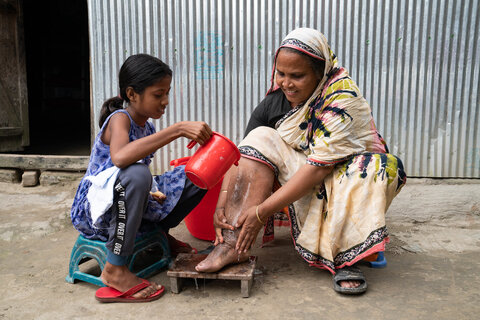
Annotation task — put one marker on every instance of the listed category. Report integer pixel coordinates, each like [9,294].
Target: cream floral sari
[343,220]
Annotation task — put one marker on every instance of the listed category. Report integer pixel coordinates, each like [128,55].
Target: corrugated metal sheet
[417,62]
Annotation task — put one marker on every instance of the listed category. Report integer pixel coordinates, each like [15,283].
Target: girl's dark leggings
[131,193]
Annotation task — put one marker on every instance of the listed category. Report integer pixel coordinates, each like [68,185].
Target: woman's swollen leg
[249,185]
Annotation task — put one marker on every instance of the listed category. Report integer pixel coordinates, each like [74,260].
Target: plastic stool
[380,262]
[85,249]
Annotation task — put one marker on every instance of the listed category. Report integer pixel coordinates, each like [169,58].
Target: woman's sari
[343,220]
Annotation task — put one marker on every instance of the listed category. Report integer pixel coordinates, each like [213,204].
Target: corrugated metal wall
[417,62]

Problem statement: Reproduce the listing above line for line, leaving out the picture.

Output:
Annotation task — put one marker on every instance of the listed category. Report integer pixel coordinates, each like [9,294].
Target: cream floral sari
[343,220]
Annotation task — put one marker on every instance of the listed category. Report integer pixel coordinates, each like [128,55].
Target: corrugated metal sheet
[417,62]
Annotation task — put one marker on every instance of the listed category. Report integer pixel coordinates, each like [15,283].
Target: girl's dark leggings
[131,193]
Annotation task — put one marker on every instance of the listed category. Report integer pixel coordinates, each like [68,185].
Target: woman's swollen leg
[249,185]
Annotation task — put one marker on every instance of the listed category. Report integer pixel coordinates, each like [74,260].
Target: plastic stool
[380,262]
[85,249]
Annotation task — put one marker on every instance of the listed category. Report integer pixel coordinates, each like [169,58].
Target: woman's sari
[343,220]
Annotation task — put one marker on every instance of the listed category. Report integer pixel coordinates, each like [213,204].
Target: corrugated metal wall
[417,62]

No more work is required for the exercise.